ABOUT THIS EXERCISE - What is needed is a verbatim copy of each record below.

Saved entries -
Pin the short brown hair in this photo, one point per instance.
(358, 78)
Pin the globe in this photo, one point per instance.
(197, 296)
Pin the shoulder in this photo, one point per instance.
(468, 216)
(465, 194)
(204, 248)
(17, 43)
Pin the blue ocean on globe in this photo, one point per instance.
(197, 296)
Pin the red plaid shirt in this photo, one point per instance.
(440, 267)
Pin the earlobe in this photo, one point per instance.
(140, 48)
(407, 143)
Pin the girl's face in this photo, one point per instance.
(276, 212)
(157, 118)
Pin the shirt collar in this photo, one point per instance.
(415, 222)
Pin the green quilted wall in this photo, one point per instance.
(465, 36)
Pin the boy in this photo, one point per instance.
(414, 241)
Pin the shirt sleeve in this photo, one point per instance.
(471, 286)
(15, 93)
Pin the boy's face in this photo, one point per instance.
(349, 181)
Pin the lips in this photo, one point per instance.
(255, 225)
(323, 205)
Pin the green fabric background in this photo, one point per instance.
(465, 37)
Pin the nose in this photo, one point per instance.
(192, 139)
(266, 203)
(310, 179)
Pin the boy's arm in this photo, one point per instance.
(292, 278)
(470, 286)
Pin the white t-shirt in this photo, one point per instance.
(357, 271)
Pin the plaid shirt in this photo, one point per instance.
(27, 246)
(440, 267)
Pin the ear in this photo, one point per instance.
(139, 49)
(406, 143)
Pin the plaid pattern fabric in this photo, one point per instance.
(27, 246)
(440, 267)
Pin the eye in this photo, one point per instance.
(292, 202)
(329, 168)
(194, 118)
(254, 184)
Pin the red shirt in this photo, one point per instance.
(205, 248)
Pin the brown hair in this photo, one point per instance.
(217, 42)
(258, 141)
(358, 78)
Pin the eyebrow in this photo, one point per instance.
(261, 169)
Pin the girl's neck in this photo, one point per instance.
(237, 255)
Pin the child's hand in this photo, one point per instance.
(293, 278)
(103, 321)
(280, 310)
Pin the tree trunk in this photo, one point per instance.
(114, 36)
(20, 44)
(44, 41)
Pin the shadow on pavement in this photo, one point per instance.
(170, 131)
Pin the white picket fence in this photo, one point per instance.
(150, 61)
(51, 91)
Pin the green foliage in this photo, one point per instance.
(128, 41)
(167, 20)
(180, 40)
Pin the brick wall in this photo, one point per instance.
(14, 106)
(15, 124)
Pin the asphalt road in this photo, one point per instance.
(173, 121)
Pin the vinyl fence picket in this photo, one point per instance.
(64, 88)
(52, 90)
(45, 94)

OUTPUT OF THE TASK -
Pin the short brown hair in this photo, one point per instance.
(358, 78)
Pin the globe in this photo, one point per instance.
(197, 296)
Pin the shoulder in this photo, one point per instance.
(468, 216)
(465, 194)
(204, 248)
(17, 43)
Pin the blue ocean on globe in this photo, one point per instance.
(197, 296)
Pin the red plaid shirt in this photo, one point per instance.
(440, 267)
Pin the earlobe in this photo, one point per instance.
(140, 48)
(407, 143)
Pin the girl's face in this photo, one point per instance.
(276, 212)
(157, 118)
Pin the shirt collar in this photo, one point per instance.
(415, 222)
Pin the green quilted wall in this photo, one point per instance.
(465, 36)
Pin the boy in this photo, one point per instance.
(414, 241)
Pin the shirt sleeve in this photo, one point per instance.
(471, 286)
(15, 93)
Pin the boy's face in this photo, one point per instance.
(349, 181)
Pin the lips in this photo, one point per instance.
(255, 225)
(323, 205)
Pin the green fabric background in this photo, one point per instance.
(465, 37)
Pin the nose in this photo, one point per instance.
(192, 139)
(266, 203)
(310, 179)
Pin the boy's arm in this photo, one point per instance.
(292, 278)
(470, 286)
Pin the white t-shirt in this photo, one point per instance.
(357, 271)
Pin the plaid shirt in this photo, one point per instance.
(27, 246)
(440, 267)
Pin the ear in this photo, one point per instance.
(139, 49)
(406, 143)
Pin the plaid pattern fabric in this photo, one point per instance.
(27, 246)
(440, 267)
Pin the eye in this photo, one point per instance.
(292, 202)
(329, 168)
(194, 118)
(254, 184)
Pin the red shirt in this photo, one point per instance.
(205, 248)
Pin the brown hair in this photo, one point per instance.
(217, 42)
(258, 141)
(358, 78)
Pin the eyebrow in this photo, one point per instance.
(261, 169)
Pin the girl's neck in this photo, one point per instance.
(237, 255)
Pin the child's hand in this photo, one point per instance.
(293, 278)
(103, 321)
(280, 310)
Pin the tree trunk in this photo, one point per instance.
(114, 36)
(20, 44)
(44, 41)
Pin the shadow on pavement in this photo, one point per instance.
(170, 131)
Pin the white picket fence in this photo, one point per instance.
(150, 61)
(51, 91)
Pin the green foliage in this photo, one point per instance.
(128, 41)
(167, 20)
(180, 40)
Pin the brick wall in this photo, one point per instance.
(14, 106)
(15, 124)
Pin the asphalt road in this photo, one point per instance.
(173, 121)
Pin the vinyl fence picket in this photo, one point per instance.
(64, 88)
(52, 90)
(45, 94)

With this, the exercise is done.